Reproduce the entries below character for character.
******************************
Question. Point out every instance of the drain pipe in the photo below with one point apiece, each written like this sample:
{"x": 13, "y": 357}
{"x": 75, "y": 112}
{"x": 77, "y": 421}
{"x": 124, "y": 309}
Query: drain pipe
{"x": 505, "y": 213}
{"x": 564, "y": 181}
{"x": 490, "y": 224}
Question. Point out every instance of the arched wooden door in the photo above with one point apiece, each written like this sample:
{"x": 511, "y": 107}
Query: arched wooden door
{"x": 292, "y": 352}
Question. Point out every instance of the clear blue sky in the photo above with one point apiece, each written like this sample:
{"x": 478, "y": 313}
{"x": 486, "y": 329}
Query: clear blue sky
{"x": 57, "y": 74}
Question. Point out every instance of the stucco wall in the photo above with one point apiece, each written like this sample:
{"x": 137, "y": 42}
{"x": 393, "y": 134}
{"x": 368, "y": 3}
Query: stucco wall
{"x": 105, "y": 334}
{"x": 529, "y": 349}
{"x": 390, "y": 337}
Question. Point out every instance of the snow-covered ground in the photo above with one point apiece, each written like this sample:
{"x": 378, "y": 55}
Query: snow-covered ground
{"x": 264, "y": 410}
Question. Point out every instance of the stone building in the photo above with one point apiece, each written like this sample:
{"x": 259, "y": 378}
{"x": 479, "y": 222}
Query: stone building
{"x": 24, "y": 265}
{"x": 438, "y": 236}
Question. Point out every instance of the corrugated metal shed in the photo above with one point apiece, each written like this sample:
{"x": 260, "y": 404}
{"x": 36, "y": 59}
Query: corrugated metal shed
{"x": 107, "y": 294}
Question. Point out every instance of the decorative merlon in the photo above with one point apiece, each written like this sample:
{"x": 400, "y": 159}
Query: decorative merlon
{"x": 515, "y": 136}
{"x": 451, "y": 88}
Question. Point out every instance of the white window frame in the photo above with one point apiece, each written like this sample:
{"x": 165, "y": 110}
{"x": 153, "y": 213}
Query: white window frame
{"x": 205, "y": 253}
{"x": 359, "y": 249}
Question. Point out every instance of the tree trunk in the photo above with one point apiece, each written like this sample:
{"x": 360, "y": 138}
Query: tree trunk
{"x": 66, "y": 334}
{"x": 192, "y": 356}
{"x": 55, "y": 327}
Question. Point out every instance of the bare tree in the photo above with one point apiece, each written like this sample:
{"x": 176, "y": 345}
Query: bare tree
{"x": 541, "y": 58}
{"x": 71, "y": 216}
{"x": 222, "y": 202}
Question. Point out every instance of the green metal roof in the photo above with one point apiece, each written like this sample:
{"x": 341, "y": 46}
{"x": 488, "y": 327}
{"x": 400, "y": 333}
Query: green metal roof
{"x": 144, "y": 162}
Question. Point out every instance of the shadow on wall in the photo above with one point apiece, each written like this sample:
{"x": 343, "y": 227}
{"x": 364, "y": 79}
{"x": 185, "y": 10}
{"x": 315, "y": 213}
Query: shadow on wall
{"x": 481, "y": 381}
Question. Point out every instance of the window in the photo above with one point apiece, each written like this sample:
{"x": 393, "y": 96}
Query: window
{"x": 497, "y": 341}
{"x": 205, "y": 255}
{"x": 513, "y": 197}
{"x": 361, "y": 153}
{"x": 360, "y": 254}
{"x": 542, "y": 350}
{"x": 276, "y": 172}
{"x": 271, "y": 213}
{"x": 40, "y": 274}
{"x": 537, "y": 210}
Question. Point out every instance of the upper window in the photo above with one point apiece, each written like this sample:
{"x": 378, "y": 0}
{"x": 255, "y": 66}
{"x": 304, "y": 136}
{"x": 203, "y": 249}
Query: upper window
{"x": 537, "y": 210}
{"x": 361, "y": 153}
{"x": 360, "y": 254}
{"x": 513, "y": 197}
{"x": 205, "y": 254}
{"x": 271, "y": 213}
******************************
Output of the task:
Question. Point out every instance of the drain pipe in the photo below with one point apiece, each written like this sample:
{"x": 13, "y": 357}
{"x": 75, "y": 112}
{"x": 77, "y": 421}
{"x": 124, "y": 309}
Query: drain pipe
{"x": 505, "y": 213}
{"x": 564, "y": 181}
{"x": 490, "y": 224}
Question. Point out every instance of the arched wooden door in the photo above with one point apiece, each written like this sample:
{"x": 511, "y": 107}
Query: arched wooden door
{"x": 292, "y": 352}
Question. Point out every instance of the clear blue sky in the photo above with one point apiece, each written like this sample:
{"x": 478, "y": 313}
{"x": 486, "y": 329}
Query: clear blue sky
{"x": 57, "y": 74}
Question. Point out every instance of the stucco wall in the photo above with one point apiece, each written like this sample:
{"x": 137, "y": 42}
{"x": 393, "y": 134}
{"x": 368, "y": 3}
Query: stucco wall
{"x": 105, "y": 334}
{"x": 529, "y": 349}
{"x": 390, "y": 337}
Question. Point out every instance of the snow-covered ground in the photo above with one point apiece, each written like this sample:
{"x": 378, "y": 55}
Query: snow-covered ground
{"x": 264, "y": 410}
Question. Point out every instance of the stone building in the photo above with one point apiece, each written like this sample:
{"x": 259, "y": 378}
{"x": 479, "y": 222}
Query: stone building
{"x": 24, "y": 265}
{"x": 438, "y": 236}
Question. Point out every instance of the corrugated metal shed in the photo above with one point apiece, each written like this sample:
{"x": 260, "y": 404}
{"x": 36, "y": 59}
Query: corrugated metal shed
{"x": 107, "y": 294}
Question. Point out every instance of the decorative merlon in the photo above with one point apiece, each written like this sample:
{"x": 400, "y": 159}
Query: decorative merlon
{"x": 515, "y": 136}
{"x": 451, "y": 88}
Question. Point out every instance of the white window frame in the photo above with one point apiece, each written like this sample:
{"x": 165, "y": 110}
{"x": 153, "y": 213}
Query: white window frame
{"x": 205, "y": 253}
{"x": 359, "y": 249}
Question. Point out every instance of the tree trunk in the photo above with one point apiece, each written like this sample:
{"x": 360, "y": 138}
Query: tree trunk
{"x": 66, "y": 334}
{"x": 192, "y": 356}
{"x": 55, "y": 327}
Question. Point out every instance of the bare tree in the photo above with one point apiece, each written like this sample:
{"x": 176, "y": 345}
Query: bare tree
{"x": 541, "y": 58}
{"x": 71, "y": 216}
{"x": 222, "y": 202}
Question. Point out every instance of the green metal roof in the photo above with one point apiece, each written like this sample:
{"x": 341, "y": 46}
{"x": 488, "y": 327}
{"x": 400, "y": 333}
Query: green metal roof
{"x": 144, "y": 162}
Question. Point out every instance of the shadow on wall in the photo above with one point apiece, each written like this sample:
{"x": 343, "y": 227}
{"x": 364, "y": 79}
{"x": 185, "y": 10}
{"x": 315, "y": 213}
Query: shadow on wall
{"x": 481, "y": 381}
Question. Point out every instance of the window in the photo above with one point apiece, each written like this sample:
{"x": 393, "y": 96}
Query: window
{"x": 497, "y": 341}
{"x": 205, "y": 255}
{"x": 513, "y": 197}
{"x": 361, "y": 153}
{"x": 360, "y": 254}
{"x": 542, "y": 350}
{"x": 276, "y": 172}
{"x": 271, "y": 213}
{"x": 40, "y": 274}
{"x": 537, "y": 210}
Question. Point out every instance of the upper window in the photo above with one point apiece, each written like this sample:
{"x": 378, "y": 0}
{"x": 255, "y": 66}
{"x": 304, "y": 136}
{"x": 203, "y": 249}
Query: upper window
{"x": 537, "y": 210}
{"x": 361, "y": 153}
{"x": 360, "y": 254}
{"x": 513, "y": 197}
{"x": 205, "y": 254}
{"x": 271, "y": 213}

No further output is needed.